— Records shown —
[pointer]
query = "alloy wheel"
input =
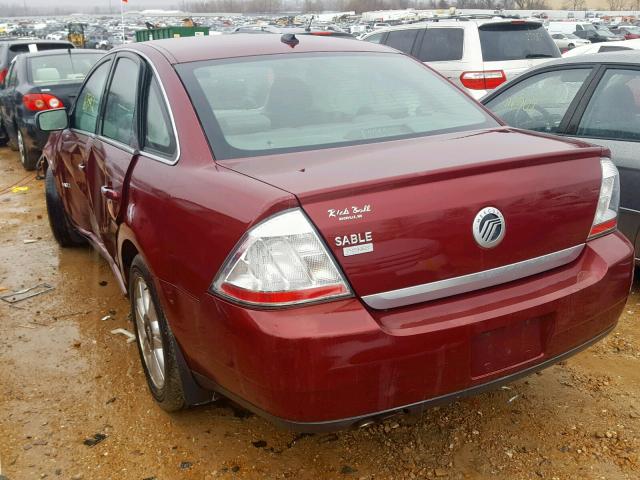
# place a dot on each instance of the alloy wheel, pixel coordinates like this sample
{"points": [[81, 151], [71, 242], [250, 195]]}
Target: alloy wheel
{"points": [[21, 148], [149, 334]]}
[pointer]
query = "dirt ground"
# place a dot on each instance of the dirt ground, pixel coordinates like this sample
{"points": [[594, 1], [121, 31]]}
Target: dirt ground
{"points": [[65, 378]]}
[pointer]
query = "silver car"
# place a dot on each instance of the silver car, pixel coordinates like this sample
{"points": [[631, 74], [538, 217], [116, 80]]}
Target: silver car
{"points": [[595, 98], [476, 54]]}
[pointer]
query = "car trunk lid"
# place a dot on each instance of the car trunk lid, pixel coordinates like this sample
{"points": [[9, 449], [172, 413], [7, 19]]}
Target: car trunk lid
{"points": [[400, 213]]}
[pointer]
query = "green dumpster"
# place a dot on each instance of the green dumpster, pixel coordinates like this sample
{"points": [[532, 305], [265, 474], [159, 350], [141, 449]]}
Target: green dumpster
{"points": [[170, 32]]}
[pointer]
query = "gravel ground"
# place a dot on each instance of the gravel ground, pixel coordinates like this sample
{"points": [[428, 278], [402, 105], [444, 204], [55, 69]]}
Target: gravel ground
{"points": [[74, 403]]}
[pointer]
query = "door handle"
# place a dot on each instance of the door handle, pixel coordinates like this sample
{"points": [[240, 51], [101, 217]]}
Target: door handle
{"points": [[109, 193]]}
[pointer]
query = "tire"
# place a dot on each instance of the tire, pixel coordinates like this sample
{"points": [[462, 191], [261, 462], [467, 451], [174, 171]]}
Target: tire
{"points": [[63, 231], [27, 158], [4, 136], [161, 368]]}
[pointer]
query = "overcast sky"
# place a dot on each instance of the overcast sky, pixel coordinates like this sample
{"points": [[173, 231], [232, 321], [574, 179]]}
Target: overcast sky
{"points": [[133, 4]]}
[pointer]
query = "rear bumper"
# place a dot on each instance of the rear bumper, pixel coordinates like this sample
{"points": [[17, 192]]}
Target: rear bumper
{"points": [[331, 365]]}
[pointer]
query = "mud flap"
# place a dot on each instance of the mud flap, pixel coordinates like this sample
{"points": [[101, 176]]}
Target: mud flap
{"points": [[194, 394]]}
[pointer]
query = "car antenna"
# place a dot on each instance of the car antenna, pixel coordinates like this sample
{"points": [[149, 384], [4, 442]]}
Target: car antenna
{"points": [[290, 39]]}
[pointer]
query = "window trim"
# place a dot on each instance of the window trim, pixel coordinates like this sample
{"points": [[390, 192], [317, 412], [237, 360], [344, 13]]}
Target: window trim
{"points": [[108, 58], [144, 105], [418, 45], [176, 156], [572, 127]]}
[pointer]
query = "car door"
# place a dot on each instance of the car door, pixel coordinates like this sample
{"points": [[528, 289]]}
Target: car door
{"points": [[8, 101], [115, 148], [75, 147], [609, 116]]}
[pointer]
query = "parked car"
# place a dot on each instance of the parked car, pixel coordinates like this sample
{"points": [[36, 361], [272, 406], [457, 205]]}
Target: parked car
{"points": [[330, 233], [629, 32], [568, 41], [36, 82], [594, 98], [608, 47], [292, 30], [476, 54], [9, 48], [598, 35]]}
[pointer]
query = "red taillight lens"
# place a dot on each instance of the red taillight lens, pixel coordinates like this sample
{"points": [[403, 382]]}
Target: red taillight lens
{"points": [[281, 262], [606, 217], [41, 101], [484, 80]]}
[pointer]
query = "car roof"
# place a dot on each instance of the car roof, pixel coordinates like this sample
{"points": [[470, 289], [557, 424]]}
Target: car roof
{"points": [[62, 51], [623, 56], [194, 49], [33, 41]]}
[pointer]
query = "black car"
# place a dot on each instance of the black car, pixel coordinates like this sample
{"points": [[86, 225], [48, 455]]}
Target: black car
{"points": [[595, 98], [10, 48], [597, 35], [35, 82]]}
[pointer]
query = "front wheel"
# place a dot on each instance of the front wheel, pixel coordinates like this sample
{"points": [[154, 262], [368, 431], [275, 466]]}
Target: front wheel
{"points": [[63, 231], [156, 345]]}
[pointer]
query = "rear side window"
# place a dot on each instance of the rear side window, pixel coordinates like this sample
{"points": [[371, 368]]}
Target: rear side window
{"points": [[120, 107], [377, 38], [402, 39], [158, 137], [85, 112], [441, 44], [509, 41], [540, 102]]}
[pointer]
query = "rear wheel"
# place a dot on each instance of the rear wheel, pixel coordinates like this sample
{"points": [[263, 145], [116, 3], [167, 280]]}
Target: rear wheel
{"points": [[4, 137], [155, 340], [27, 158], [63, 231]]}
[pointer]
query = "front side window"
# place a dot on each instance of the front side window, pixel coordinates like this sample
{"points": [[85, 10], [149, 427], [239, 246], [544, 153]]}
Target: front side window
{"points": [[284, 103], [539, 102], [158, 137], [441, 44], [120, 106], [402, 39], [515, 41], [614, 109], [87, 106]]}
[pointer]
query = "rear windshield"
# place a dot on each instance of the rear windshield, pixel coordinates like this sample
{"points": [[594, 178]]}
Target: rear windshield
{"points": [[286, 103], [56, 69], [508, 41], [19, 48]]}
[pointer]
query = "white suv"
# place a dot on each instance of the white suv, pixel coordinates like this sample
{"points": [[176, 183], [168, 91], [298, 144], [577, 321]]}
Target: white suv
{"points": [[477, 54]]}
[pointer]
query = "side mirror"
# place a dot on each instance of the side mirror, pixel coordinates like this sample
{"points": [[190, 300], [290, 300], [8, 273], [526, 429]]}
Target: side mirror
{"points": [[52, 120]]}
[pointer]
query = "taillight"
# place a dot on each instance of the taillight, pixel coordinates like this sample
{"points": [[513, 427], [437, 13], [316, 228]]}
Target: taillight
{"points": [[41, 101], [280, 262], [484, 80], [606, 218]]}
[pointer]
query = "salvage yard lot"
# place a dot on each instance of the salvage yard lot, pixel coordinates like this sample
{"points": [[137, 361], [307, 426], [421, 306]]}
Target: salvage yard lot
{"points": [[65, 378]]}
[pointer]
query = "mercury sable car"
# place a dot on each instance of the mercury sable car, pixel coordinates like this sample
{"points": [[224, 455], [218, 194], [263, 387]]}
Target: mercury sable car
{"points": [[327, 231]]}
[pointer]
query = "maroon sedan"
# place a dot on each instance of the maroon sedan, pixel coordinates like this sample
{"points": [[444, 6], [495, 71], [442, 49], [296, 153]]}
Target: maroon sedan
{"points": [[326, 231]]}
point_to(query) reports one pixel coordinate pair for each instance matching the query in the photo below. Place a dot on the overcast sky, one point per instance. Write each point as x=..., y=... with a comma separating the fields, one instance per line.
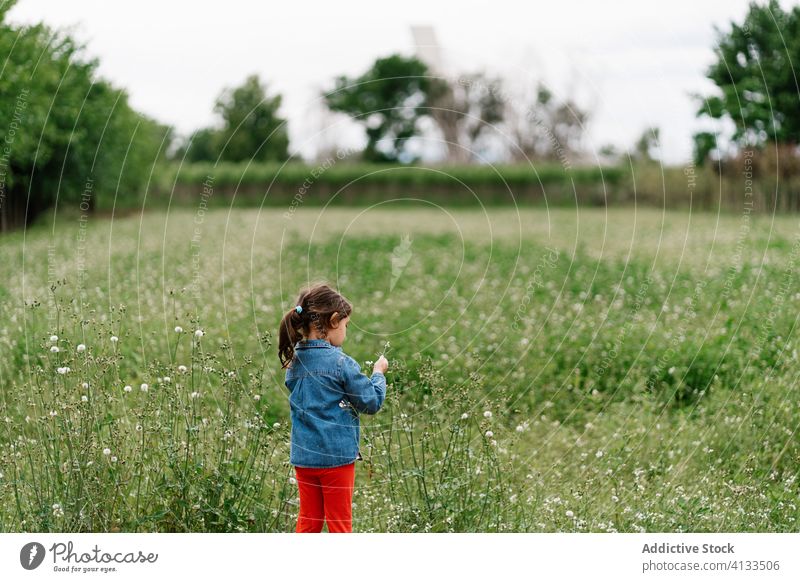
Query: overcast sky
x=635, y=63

— Work to complete —
Reproduce each entry word for word and cut the images.

— Answer —
[pointer]
query = "alloy wheel"
input =
# place a dot on each instance of the alloy wheel, pixel coordinates like this sample
{"points": [[81, 151], [71, 242], [250, 195]]}
Target: alloy wheel
{"points": [[21, 148], [149, 334]]}
[pointer]
query = "dirt ground"
# place a dot on each instance of the dirt ground, pixel coordinates like this sample
{"points": [[594, 1], [121, 31]]}
Target: dirt ground
{"points": [[65, 378]]}
[pointer]
query = "silver car"
# place a dot on each instance of the silver car, pixel coordinates like this sample
{"points": [[631, 74], [538, 217], [116, 80]]}
Target: silver car
{"points": [[595, 98], [476, 54]]}
[pointer]
query = "car trunk lid"
# place a dot on each instance of the car trunk lid, pixel coordinates like this sample
{"points": [[9, 449], [172, 413], [7, 19]]}
Target: car trunk lid
{"points": [[400, 213]]}
[pointer]
query = "green dumpster"
# place a dot on each instance of the green dumpster, pixel coordinates like this sample
{"points": [[532, 305], [265, 474], [159, 350], [141, 449]]}
Target: green dumpster
{"points": [[170, 32]]}
[pointer]
query = "gravel ground"
# place a dot on each instance of the gravel ground, pixel coordinates like this sample
{"points": [[428, 278], [402, 105], [444, 204], [55, 69]]}
Target: gravel ground
{"points": [[74, 403]]}
[pointer]
query = "door handle"
# place a dot on each instance of the door handle, pixel coordinates like this sample
{"points": [[240, 51], [101, 217]]}
Target: door handle
{"points": [[109, 193]]}
[pointer]
query = "tire"
# place a dot on each instance of the tire, pixel coordinates like this sample
{"points": [[462, 191], [261, 462], [467, 451], [174, 171]]}
Target: tire
{"points": [[63, 231], [27, 158], [4, 136], [161, 368]]}
[pointer]
query = "overcast sky"
# place a dot on each instance of the overcast sky, pixel coordinates like this sample
{"points": [[173, 231], [232, 321], [574, 179]]}
Target: overcast sky
{"points": [[133, 4]]}
[pointer]
query = "rear bumper"
# place a dot on each instance of the rear bumper, pixel coordinates like this sample
{"points": [[17, 192]]}
Target: rear bumper
{"points": [[331, 365]]}
[pointer]
query = "mud flap"
# place a dot on each instance of the mud flap, pixel coordinates like this sample
{"points": [[101, 176]]}
Target: mud flap
{"points": [[194, 394]]}
[pointer]
query = "car antenna"
# place a dot on each instance of the car antenna, pixel coordinates like this sample
{"points": [[149, 384], [4, 442]]}
Target: car antenna
{"points": [[290, 39]]}
[pointer]
query = "window trim"
# place a dot on each instance of the window trim, pixel coordinates like this sample
{"points": [[390, 192], [317, 412], [237, 360], [344, 13]]}
Target: window trim
{"points": [[108, 58], [144, 105], [418, 45], [176, 156], [572, 127]]}
[pointer]
query = "car door"
# place a dot on each instance of the car door, pixel coordinates like this sample
{"points": [[528, 289]]}
Target: car door
{"points": [[8, 101], [115, 148], [75, 147], [609, 116]]}
[pointer]
query = "parked car"
# place a dot on each instance of the parked car, pixel coordinates like this sample
{"points": [[36, 361], [272, 406], [457, 205]]}
Target: parked car
{"points": [[330, 233], [629, 32], [568, 41], [36, 82], [594, 98], [608, 47], [292, 30], [476, 54], [9, 48], [598, 35]]}
[pointer]
query = "red taillight lens"
# place a dot on each instance of the red taillight lens, pixel coordinates like this sample
{"points": [[403, 382]]}
Target: red taillight lens
{"points": [[281, 262], [606, 217], [41, 101], [484, 80]]}
[pointer]
query = "car roof"
# place a dot on each instance of the car roof, pixel coordinates like this sample
{"points": [[470, 289], [557, 424]]}
Target: car roof
{"points": [[62, 51], [623, 56], [194, 49], [33, 41]]}
[pointer]
query = "black car"
# place a dot on each instance of the black car, pixel coordinates like this sample
{"points": [[86, 225], [48, 455]]}
Target: black car
{"points": [[595, 98], [10, 48], [597, 35], [35, 82]]}
[pointer]
query = "front wheel"
# place a dot on each instance of the front wheel, pixel coordinates like this sample
{"points": [[154, 262], [368, 431], [275, 466]]}
Target: front wheel
{"points": [[63, 231], [156, 345]]}
[pointer]
query = "rear side window"
# place a dot on each instance of the rear side window, pixel coordinates like this sample
{"points": [[371, 368]]}
Target: rear side window
{"points": [[120, 107], [377, 38], [402, 39], [158, 137], [85, 112], [441, 44], [509, 41], [540, 102]]}
[pointer]
query = "rear wheel"
# place a dot on each instance of the rear wheel, pixel coordinates like this sample
{"points": [[263, 145], [116, 3], [167, 280]]}
Target: rear wheel
{"points": [[4, 137], [155, 340], [27, 158], [63, 231]]}
[pointer]
query = "front side window"
# place a dot on each instance of the front side window, pixel coordinates like this sample
{"points": [[85, 10], [149, 427], [239, 246], [544, 153]]}
Target: front side window
{"points": [[284, 103], [539, 102], [158, 137], [441, 44], [120, 106], [402, 39], [515, 41], [614, 109], [87, 106]]}
[pointer]
query = "rear windshield"
# place a dot on each instance of the rear windshield, pixel coordinates like this sample
{"points": [[594, 178]]}
Target: rear windshield
{"points": [[286, 103], [56, 69], [508, 41], [19, 48]]}
[pointer]
query = "white suv"
# place a dot on each instance of the white suv, pixel coordinates like this sample
{"points": [[176, 183], [168, 91], [298, 144], [577, 321]]}
Target: white suv
{"points": [[477, 54]]}
[pointer]
query = "side mirror"
# place a dot on each instance of the side mirror, pixel coordinates like this sample
{"points": [[190, 300], [290, 300], [8, 273], [526, 429]]}
Target: side mirror
{"points": [[52, 120]]}
[pointer]
query = "taillight"
# place a dot on each instance of the taillight, pixel coordinates like this sample
{"points": [[513, 427], [437, 13], [316, 228]]}
Target: taillight
{"points": [[41, 101], [280, 262], [484, 80], [606, 218]]}
[pointer]
query = "salvage yard lot"
# place a dot on each instance of the salvage yard lot, pixel coordinates like this sample
{"points": [[137, 361], [307, 426], [421, 306]]}
Target: salvage yard lot
{"points": [[65, 378]]}
[pointer]
query = "mercury sable car"
# place a dot on each instance of the mercury sable car, pixel coordinates like this sample
{"points": [[224, 455], [218, 194], [263, 387]]}
Target: mercury sable car
{"points": [[327, 231]]}
[pointer]
query = "maroon sedan"
# place a dot on each instance of the maroon sedan, pixel coordinates like this sample
{"points": [[444, 6], [495, 71], [442, 49], [296, 153]]}
Target: maroon sedan
{"points": [[326, 231]]}
point_to(query) reports one pixel coordinate pair for each instance matching the query in the photo below. Place a dot on the overcast sky, one point per instance. Write each point as x=..., y=... with a comma separating the fields, one instance per line.
Query: overcast sky
x=635, y=63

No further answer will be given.